_Selected excerpt:_

Good Eats: Sweet potato

Waffles

dry
2 cups AP flour
1 tbs baking powder
1/2 tsp salt

wet
1 cup milk
1/4 cup light brown suger firmly packed
1/4 cup melted butter
tbs grated orange zest
1 1/2 cups peeled steams and mashed sweet potato

Sift to combine dry goods. Mix wet seperately. Then stir wet and dry to combine. Just mix, avoid over stirring.

Then prepare
6 egg white beaten to medium peaks (white fluffy foam)

Next
lightly fold egg whites into sweet potato batter

Ready for your waffle maker!
I like waffles shaped like Texas. Why...because it is fun.

Finish with dark maple syrup, pecans, ice cream. Or all three!

Pie

In a stand mixer
Combine 1 1/4 pounds of sweet potatoes (peeled, cubed, and steamed)
Mix to combine into a mash

Then Add
1 1/4 cups of plain yogurt
3/4 cups of packed dark brown sugar
5 egg yolks
1/2 teaspoon of Cinnamon
1/4 tsp of nutmeg

Beat into blended into a light, clump orange liquid

Pour into 9' pie shell, smooth top with a spatula

Finish with a top crust of chpped and toasted pecans (or walnuts)
And a drizzle a tablespoon of dark maple syrup on top

350 degree oven for 50 minutes
Cool for and Hour
Now you are ready to slice and serve

Tuesday, July 25, 2006

Veta Vita Vege Stew

It summer, and it is really hot. Why I am craving stew...I have no idea. But tonight, as I drove home from a job interview I had an uncontrollable urge for potatoes. Not just any potatoes but potatoes in a thick tomato broth seasoned with the juices of complimenting boiled vegetables.

As I scoured the aisled of Whole foods, I filled my hand basket with fresh organic vegetables and other tasty snacks for later (like coconut popsicles...too cool me down after I burn my tongue)

_Tasks to complete:_
a) In the cooking blog excerpt, at what temperature and for how long is the sweet potato pie baked?
b) From the cooking blog excerpt, extract the passage that begins at the words "Pour into 9'" and stops after the words "complimenting boiled vegetables.".
c) Write what comes next in the cooking blog excerpt, picking up after its final sentence.
The data records come from a different source than the cooking blog excerpt.

_Data records:_
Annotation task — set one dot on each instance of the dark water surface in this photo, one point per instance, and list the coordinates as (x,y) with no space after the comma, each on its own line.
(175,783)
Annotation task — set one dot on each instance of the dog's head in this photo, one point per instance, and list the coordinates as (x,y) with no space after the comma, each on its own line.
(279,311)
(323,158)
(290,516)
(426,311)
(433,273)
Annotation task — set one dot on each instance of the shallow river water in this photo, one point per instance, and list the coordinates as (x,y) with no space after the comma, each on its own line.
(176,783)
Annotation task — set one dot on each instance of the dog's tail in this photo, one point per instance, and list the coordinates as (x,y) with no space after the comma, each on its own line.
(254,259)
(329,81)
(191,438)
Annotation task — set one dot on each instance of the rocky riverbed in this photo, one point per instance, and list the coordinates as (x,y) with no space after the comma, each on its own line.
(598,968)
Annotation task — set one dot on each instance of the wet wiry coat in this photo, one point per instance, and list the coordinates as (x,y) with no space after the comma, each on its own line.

_Exercise answers:_
a) It bakes in a 350 degree oven for 50 minutes.

b)
Pour into 9' pie shell, smooth top with a spatula

Finish with a top crust of chpped and toasted pecans (or walnuts)
And a drizzle a tablespoon of dark maple syrup on top

350 degree oven for 50 minutes
Cool for and Hour
Now you are ready to slice and serve

Tuesday, July 25, 2006

Veta Vita Vege Stew

It summer, and it is really hot. Why I am craving stew...I have no idea. But tonight, as I drove home from a job interview I had an uncontrollable urge for potatoes. Not just any potatoes but potatoes in a thick tomato broth seasoned with the juices of complimenting boiled vegetables.

c)
My final result:

1 cup of dried green lentils
1 head of cabbage cut or shredded (I chose to pull it apart by hand)
2 carrots (sliced)
2 red potatoes (cut into cubes or chunks)
1/2 a medium sized onion (chopped)
1 large can of crushed tomatoes (I go for the low salt, straight of the boat from Italy kind, used in many pasta sauces)
1 vegetable bullion cube
2 Tbs of olive oil
Kosher or sea salt
Freshly ground pepper
Vegetable seasoning

This hearty stew is both flavorful and filling. And there is very little to no secret to making it.

Add the olive oil, bouillon, lentils, and vegetables to boiling pot of water. Lower to medium heat and let the vegetable simmer in their own juices for ten to 15 minutes before adding the diced tomatoes and seasonings. Cook on medium for another ten minutes before lowering heat. It may take up to 20 minutes over low heat for the lentils and potatoes to fully soften.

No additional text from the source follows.